Records from a point labeling set:
◆ ◆ ◆ ◆ ◆ ◆ ◆

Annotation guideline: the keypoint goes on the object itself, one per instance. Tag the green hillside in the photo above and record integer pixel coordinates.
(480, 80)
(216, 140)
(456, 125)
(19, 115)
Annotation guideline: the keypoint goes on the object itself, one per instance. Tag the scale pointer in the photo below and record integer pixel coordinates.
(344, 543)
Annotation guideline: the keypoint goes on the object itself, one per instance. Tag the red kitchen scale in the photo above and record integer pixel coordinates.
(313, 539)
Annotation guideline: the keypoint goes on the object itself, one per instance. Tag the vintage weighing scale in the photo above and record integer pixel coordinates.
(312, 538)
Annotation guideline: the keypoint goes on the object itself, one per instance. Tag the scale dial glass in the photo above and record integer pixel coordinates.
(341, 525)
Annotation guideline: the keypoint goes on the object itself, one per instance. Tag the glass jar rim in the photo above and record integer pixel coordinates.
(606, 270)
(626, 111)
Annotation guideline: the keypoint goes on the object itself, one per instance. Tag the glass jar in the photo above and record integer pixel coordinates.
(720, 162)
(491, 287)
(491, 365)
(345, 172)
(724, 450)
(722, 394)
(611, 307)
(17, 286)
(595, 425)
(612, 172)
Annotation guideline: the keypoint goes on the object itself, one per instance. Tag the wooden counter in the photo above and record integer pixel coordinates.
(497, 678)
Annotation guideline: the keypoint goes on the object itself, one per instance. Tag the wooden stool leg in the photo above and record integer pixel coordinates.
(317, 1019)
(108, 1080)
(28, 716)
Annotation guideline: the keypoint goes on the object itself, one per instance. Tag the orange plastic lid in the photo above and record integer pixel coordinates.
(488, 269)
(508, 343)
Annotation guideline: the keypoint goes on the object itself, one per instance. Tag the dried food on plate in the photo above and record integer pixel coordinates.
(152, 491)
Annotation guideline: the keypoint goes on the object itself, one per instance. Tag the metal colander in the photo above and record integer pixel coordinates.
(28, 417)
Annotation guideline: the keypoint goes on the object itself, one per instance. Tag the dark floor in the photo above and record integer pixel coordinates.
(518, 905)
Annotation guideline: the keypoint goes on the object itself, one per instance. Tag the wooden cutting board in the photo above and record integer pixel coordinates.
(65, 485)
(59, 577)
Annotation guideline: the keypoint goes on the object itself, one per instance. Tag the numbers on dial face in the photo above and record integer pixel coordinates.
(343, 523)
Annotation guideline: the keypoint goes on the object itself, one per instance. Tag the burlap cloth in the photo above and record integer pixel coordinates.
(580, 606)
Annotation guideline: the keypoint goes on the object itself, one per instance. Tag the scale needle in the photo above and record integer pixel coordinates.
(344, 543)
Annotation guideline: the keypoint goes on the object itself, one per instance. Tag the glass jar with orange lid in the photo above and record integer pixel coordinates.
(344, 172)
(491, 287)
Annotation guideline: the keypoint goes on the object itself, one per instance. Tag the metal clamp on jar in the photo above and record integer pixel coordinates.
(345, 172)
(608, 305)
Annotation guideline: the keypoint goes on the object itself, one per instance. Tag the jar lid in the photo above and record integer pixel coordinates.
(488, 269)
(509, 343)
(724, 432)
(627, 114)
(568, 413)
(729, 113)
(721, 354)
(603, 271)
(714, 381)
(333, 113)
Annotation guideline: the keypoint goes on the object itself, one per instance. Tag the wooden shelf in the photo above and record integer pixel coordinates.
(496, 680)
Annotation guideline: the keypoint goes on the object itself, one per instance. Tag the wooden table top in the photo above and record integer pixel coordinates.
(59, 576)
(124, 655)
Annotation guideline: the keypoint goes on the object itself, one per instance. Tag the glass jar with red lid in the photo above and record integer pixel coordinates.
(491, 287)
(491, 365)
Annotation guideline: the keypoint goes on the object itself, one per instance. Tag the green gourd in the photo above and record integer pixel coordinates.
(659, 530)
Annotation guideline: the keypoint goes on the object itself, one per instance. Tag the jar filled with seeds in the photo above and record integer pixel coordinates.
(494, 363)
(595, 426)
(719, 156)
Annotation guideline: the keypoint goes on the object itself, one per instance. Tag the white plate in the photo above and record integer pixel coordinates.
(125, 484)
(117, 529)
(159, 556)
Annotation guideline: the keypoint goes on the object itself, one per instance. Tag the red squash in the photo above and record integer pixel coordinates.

◆ ◆ ◆ ◆ ◆ ◆ ◆

**YOUR TASK:** Give the data again, exactly as it stands.

**TASK RESULT:**
Annotation guideline: the keypoint goes on the object itself, one per instance. Tag the green hillside in the photo above and record integer pixel coordinates.
(480, 80)
(216, 140)
(456, 125)
(19, 115)
Annotation guideline: the keypoint goes on the object itself, one per instance. Tag the scale pointer in the photo below and record integer pixel coordinates.
(344, 543)
Annotation guideline: the keypoint goes on the object itself, one per instance. Tag the red kitchen scale in the photo above and record integer pixel coordinates.
(313, 539)
Annotation guideline: the keypoint goes on the object itself, one per instance. Tag the vintage weighing scale in the photo above and record integer pixel coordinates.
(312, 538)
Annotation guideline: the keypoint goes on the object itself, one per instance. Tag the scale dial glass in the photo above and record integer pixel coordinates.
(341, 525)
Annotation guideline: the keypoint goes on the object itself, one per instance. Tag the glass jar rim in the photo above and record integer pixel coordinates.
(606, 270)
(626, 111)
Annotation guideline: the keypoint goes on the object itself, one per instance. Tag the glass jar in the photo above and record integer pixel coordinates.
(720, 162)
(491, 287)
(491, 365)
(345, 172)
(724, 450)
(722, 394)
(611, 307)
(17, 286)
(595, 425)
(612, 172)
Annotation guideline: the keypoint goes on the object itself, one per instance. Tag the wooden counter in the photo above and record integer pixel coordinates.
(497, 678)
Annotation guideline: the keypoint goes on the object itself, one per instance. Tag the wooden stool leg in the photo above and record integer pixel coordinates.
(317, 1019)
(108, 1080)
(28, 716)
Annotation guideline: the keypoint goes on the object itself, one per instance. Tag the orange plastic lid in the photo above and record integer pixel coordinates.
(488, 269)
(508, 343)
Annotation guideline: the keypoint goes on the object itself, one per instance. Tag the dried food on plate in the photo above and record integer pixel coordinates.
(152, 491)
Annotation guideline: the keypoint goes on the object itself, one per instance. Tag the metal colander in the photo above and record integer pixel coordinates.
(28, 417)
Annotation guideline: the keypoint goes on the object itself, one per instance. Tag the dark floor in the photo above and record integer pixel coordinates.
(518, 905)
Annotation guideline: the keypoint goes on the object itself, one per instance. Tag the wooden cutting board in the photo above and record integer pixel coordinates.
(65, 485)
(59, 577)
Annotation guideline: the keypoint goes on the object itself, one per instance. Tag the numbers on dial face in the photo above and record integer pixel coordinates.
(343, 523)
Annotation guideline: the keypoint goes on the object itself, one per instance. Tag the burlap cloth in the photo above and record integer pixel coordinates.
(580, 606)
Annotation guideline: the keypoint goes on the object itself, one per instance. Tag the scale needle in the photo above and record integer pixel coordinates.
(344, 543)
Annotation guideline: the keypoint goes on the object itself, one per instance. Tag the glass jar with orange lid in the photo above and record integer pixel coordinates.
(344, 172)
(491, 287)
Annotation guideline: the keypoint goes on the object itself, one per instance. Tag the metal clamp on jar in the photo above and record integer pixel coordinates.
(345, 172)
(608, 305)
Annotation guideline: the keypoint goes on the object itself, one per instance. Tag the jar lid in the photo above and record integer pixel coordinates.
(488, 269)
(509, 343)
(724, 432)
(627, 114)
(568, 413)
(729, 113)
(721, 354)
(603, 271)
(714, 381)
(333, 113)
Annotation guideline: the keypoint goes on the object itself, one per instance. Tag the wooden shelf in the photo above and record integer pixel coordinates.
(496, 680)
Annotation guideline: the keypoint goes on the object itself, one per instance. Tag the wooden table top in the photo above and record integer pixel coordinates.
(59, 576)
(124, 655)
Annotation guideline: the keypoint goes on the object itself, one per instance. Tag the glass jar with red lid in the photo above and record integer pixel coordinates.
(491, 287)
(491, 365)
Annotation guideline: the keypoint goes on the object itself, one per instance. Tag the green gourd in the photo above and record integer pixel coordinates.
(659, 530)
Annotation guideline: the keypoint goes on the object itself, one per instance. Tag the jar filled with seeds in the photo above and record integer pixel coordinates.
(494, 363)
(595, 426)
(719, 156)
Annotation guideline: the keypoint goes on the object itself, one per instance. Tag the white plate in the photo above and record integer pixel coordinates.
(125, 484)
(117, 529)
(159, 556)
Annotation guideline: the keypoint goes on the object itself, one per instance. Tag the red squash in the photo above and record integer pixel coordinates.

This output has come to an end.